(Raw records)
* * * * * * * * *
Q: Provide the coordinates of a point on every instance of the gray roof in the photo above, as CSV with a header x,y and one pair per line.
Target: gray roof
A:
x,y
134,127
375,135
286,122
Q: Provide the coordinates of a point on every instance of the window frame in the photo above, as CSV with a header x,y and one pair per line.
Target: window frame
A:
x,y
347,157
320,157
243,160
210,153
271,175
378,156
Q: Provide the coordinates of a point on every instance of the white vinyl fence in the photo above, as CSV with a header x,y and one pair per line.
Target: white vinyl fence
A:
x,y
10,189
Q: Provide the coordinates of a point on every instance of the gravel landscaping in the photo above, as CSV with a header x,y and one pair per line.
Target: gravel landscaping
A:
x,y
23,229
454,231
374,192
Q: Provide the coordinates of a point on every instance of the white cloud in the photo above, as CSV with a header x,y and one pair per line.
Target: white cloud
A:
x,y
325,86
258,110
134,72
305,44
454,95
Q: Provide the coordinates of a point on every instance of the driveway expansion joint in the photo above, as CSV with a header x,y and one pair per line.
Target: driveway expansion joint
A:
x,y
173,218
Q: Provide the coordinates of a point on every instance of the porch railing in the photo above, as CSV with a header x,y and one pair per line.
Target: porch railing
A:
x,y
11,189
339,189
* * * * * * * * *
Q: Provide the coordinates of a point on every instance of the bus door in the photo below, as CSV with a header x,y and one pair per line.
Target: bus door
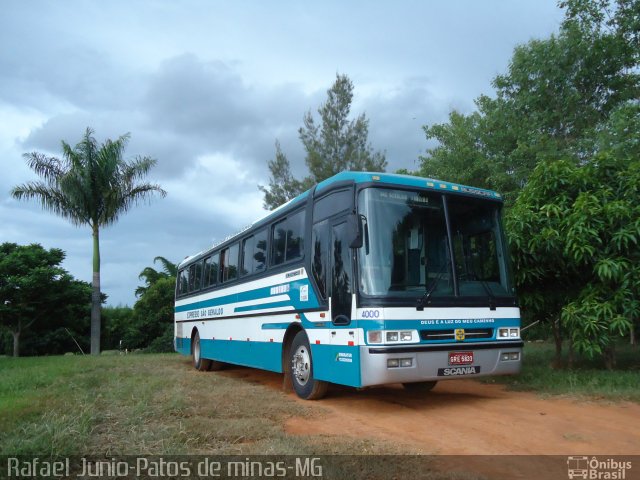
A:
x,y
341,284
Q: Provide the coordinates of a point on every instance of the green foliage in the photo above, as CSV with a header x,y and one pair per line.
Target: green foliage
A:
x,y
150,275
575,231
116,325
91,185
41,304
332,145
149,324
* * * * * * * * *
§ **Request**: State how many lines of the listing contain the string "expansion". Reply with the number alone.

§ **Result of this task**: 2